* _文章正文_
******

通过 List 和 Seq 集合创建 DataFrame

toDF()

import spark.implicits._
val dfFromData1 = data.toDF() 

createDataFrame()

//From Data (USING createDataFrame)
var dfFromData2 = spark.createDataFrame(data).toDF(columns:_*)

import scala.collection.JavaConversions._
//From Data (USING createDataFrame and Adding schema using StructType)
val schema = StructType(Array(
    StructField("language", StringType, nullable = true),
    StructField("users_count", StringType, nullable = true)
))
val rowData= Seq(Row("Java", "20000"), 
               Row("Python", "100000"), 
               Row("Scala", "3000"))
var dfFromData3 = spark.createDataFrame(rowData,schema)

通过 CSV 创建 DataFrame

val df2 = spark.read.csv("/src/resources/file.csv")

通过 TXT 创建 DataFrame

val df2 = spark.read.text("/src/resources/file.txt")

通过 JSON 创建 DataFrame

val df2 = spark.read.json("/src/resources/file.json")

通过 XML 创建 DataFrame

<dependency>
     <groupId>com.databricks</groupId>
     <artifactId>spark-xml_2.11</artifactId>
     <version>0.6.0</version>
 </dependency>

val df = spark.read
      .format("com.databricks.spark.xml")
      .option("rowTag", "person")
      .xml("src/main/resources/persons.xml")

通过 MySQL 创建 DataFrame

val df_mysql = spark.read.format(“jdbc”)
   .option(“url”, “jdbc:mysql://localhost:port/db”)
   .option(“driver”, “com.mysql.jdbc.Driver”)
   .option(“dbtable”, “tablename”) 
   .option(“user”, “user”) 
   .option(“password”, “password”) 
   .load()

选择列

数据准备

val spark = SparkSession.builder().config(sparkConf).getOrCreate()
import spark.implicits._

val data = Seq(("James", "Smith", "USA", "CA"),
      ("Michael", "Rose", "USA", "NY"),
      ("Robert", "Williams", "USA", "CA"),
      ("Maria", "Jones", "USA", "FL"))

val columns = Seq("firstname", "lastname", "country", "state")

val df = data.toDF(columns: _*)
df.show(false)

+---------+--------+-------+-----+
|firstname|lastname|country|state|
+---------+--------+-------+-----+
|James    |Smith   |USA    |CA   |
|Michael  |Rose    |USA    |NY   |
|Robert   |Williams|USA    |CA   |
|Maria    |Jones   |USA    |FL   |
+---------+--------+-------+-----+

选择单列或多列

df.select("firstname", "lastname").show()

df.select(df("firstname"), df("lastname")).show()

//Using col function, use alias() to get alias name
import org.apache.spark.sql.functions.col
df.select(col("firstname").alias("fname"), col("lastname")).show()

******

* _数据部分_
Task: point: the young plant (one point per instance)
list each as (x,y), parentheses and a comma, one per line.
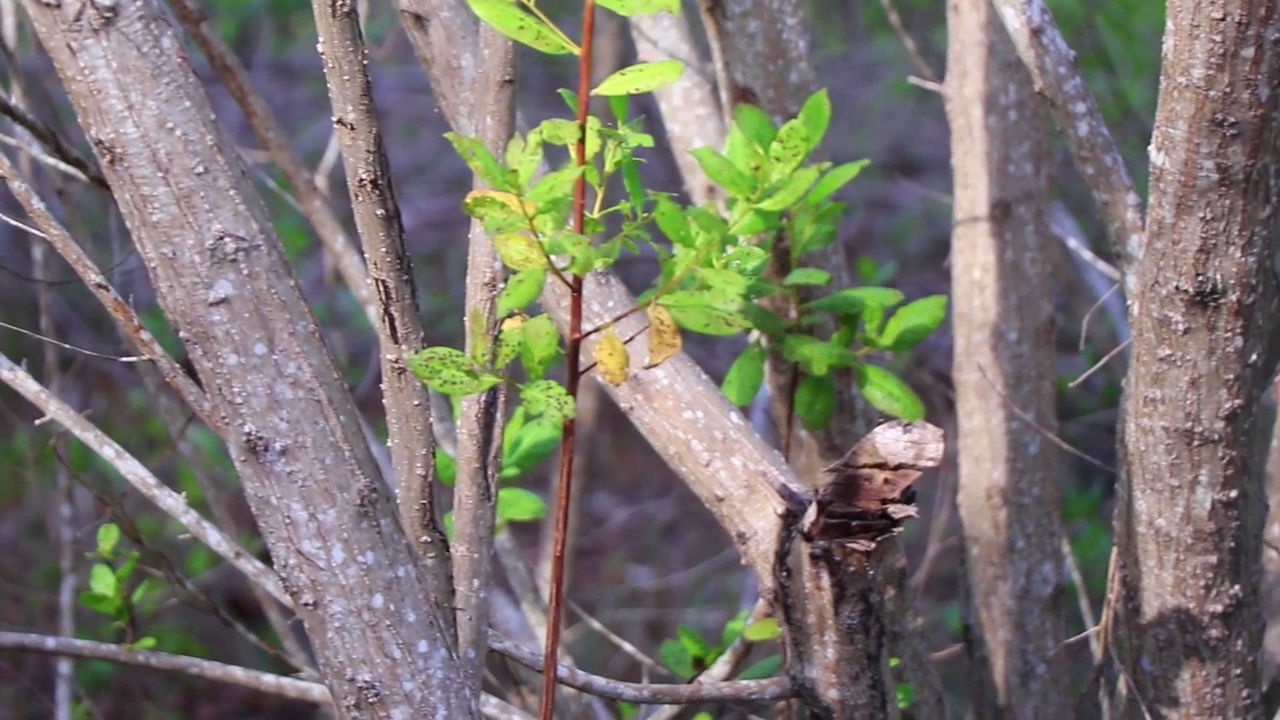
(713,261)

******

* _练习任务_
1/ 根据这篇 Spark DataFrame 文章回答以下问题：
(a) 通过 XML 创建 DataFrame 时，依赖中的 artifactId 和 version 分别是什么？
(b) 在“数据准备”部分的输出表格中，Maria 对应的 state 是什么？
(c) 用 StructType 定义的 schema 中，“users_count” 字段使用的是哪种类型？
2/ 请把这篇 Spark DataFrame 文章中从“import scala.collection.JavaConversions._”一直到“dfFromData3 = spark.createDataFrame(rowData,schema)”的全部内容重写一遍，并把其中的“rowData”换成“langRows”。
3/ 请从这篇 Spark DataFrame 文章停下的地方接着往下写。
这些数据取自另一个来源，与文章无关。

* _参考答案_
1/
(a) artifactId 是 spark-xml_2.11，version 是 0.6.0。
(b) FL。
(c) StringType。

2/
import scala.collection.JavaConversions._
//From Data (USING createDataFrame and Adding schema using StructType)
val schema = StructType(Array(
    StructField("language", StringType, nullable = true),
    StructField("users_count", StringType, nullable = true)
))
val langRows= Seq(Row("Java", "20000"), 
               Row("Python", "100000"), 
               Row("Scala", "3000"))
var dfFromData3 = spark.createDataFrame(langRows,schema)

3/
+---------+--------+
|firstname|lastname|
+---------+--------+
|    James|   Smith|
|  Michael|    Rose|
|   Robert|Williams|
|    Maria|   Jones|
+---------+--------+

+---------+--------+
|firstname|lastname|
+---------+--------+
|    James|   Smith|
|  Michael|    Rose|
|   Robert|Williams|
|    Maria|   Jones|
+---------+--------+

+-------+--------+
|  fname|lastname|
+-------+--------+
|  James|   Smith|
|Michael|    Rose|
| Robert|Williams|
|  Maria|   Jones|
+-------+--------+

选择所有列

//Show all columns from DataFrame
df.select("*").show()
val columnsAll = df.columns.map(m => col(m))
df.select(columnsAll: _*).show()
df.select(columns.map(m => col(m)): _*).show()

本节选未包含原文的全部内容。